Stated problem →
Transcribe every line of the records verbatim.

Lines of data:

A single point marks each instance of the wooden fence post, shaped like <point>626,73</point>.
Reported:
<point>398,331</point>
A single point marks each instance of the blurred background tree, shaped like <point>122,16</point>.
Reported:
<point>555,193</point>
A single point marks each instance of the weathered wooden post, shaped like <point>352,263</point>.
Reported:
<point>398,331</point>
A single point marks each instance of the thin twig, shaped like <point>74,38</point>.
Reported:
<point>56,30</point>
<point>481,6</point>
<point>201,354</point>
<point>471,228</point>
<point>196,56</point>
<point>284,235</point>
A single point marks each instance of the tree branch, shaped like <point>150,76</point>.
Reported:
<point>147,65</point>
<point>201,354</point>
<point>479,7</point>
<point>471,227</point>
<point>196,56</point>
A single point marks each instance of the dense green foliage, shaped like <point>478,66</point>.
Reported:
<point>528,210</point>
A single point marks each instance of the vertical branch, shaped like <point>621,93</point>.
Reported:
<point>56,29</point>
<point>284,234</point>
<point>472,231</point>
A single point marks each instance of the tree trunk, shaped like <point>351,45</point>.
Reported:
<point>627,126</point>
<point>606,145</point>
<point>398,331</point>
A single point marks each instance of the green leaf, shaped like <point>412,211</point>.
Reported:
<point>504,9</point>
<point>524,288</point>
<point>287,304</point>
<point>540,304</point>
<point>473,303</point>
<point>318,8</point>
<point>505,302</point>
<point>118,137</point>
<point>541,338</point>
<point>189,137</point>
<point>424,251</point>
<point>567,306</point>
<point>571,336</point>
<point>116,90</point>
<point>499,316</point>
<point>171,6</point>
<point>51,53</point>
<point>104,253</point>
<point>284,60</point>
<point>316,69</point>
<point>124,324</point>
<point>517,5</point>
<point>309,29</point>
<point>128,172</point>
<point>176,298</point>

Task answer →
A single point marks each instance of the wooden fence post, shaped like <point>626,73</point>.
Reported:
<point>398,331</point>
A single point marks each instance of the blurred background tree, shaped like <point>122,16</point>.
Reported:
<point>555,193</point>
A single point marks each instance of the weathered wooden post, shaped like <point>352,263</point>.
Reported:
<point>398,331</point>
A single point marks each instance of the thin twig, shaped like <point>74,38</point>.
Reported:
<point>56,30</point>
<point>481,6</point>
<point>201,354</point>
<point>471,228</point>
<point>196,56</point>
<point>284,235</point>
A single point marks each instance of the tree branch, shaped like <point>150,76</point>.
Reported:
<point>147,65</point>
<point>201,354</point>
<point>479,7</point>
<point>471,227</point>
<point>196,56</point>
A single point marks each instance of the dense green foliage, shaped like <point>478,66</point>.
Reported:
<point>528,210</point>
A single point marks each instance of the vertical branch, shaped like <point>621,93</point>.
Reported:
<point>56,29</point>
<point>284,234</point>
<point>472,231</point>
A single point marks each instance of the tree trunk, shaped like <point>351,45</point>.
Reported:
<point>627,126</point>
<point>606,145</point>
<point>398,331</point>
A single point marks each instance of the green leaf, shaped like <point>412,211</point>.
Reported:
<point>504,9</point>
<point>524,288</point>
<point>287,304</point>
<point>540,304</point>
<point>473,303</point>
<point>318,8</point>
<point>505,302</point>
<point>118,137</point>
<point>541,338</point>
<point>189,137</point>
<point>424,251</point>
<point>567,306</point>
<point>571,336</point>
<point>116,90</point>
<point>499,316</point>
<point>171,6</point>
<point>51,53</point>
<point>104,253</point>
<point>284,60</point>
<point>316,69</point>
<point>124,324</point>
<point>517,5</point>
<point>309,29</point>
<point>128,172</point>
<point>176,298</point>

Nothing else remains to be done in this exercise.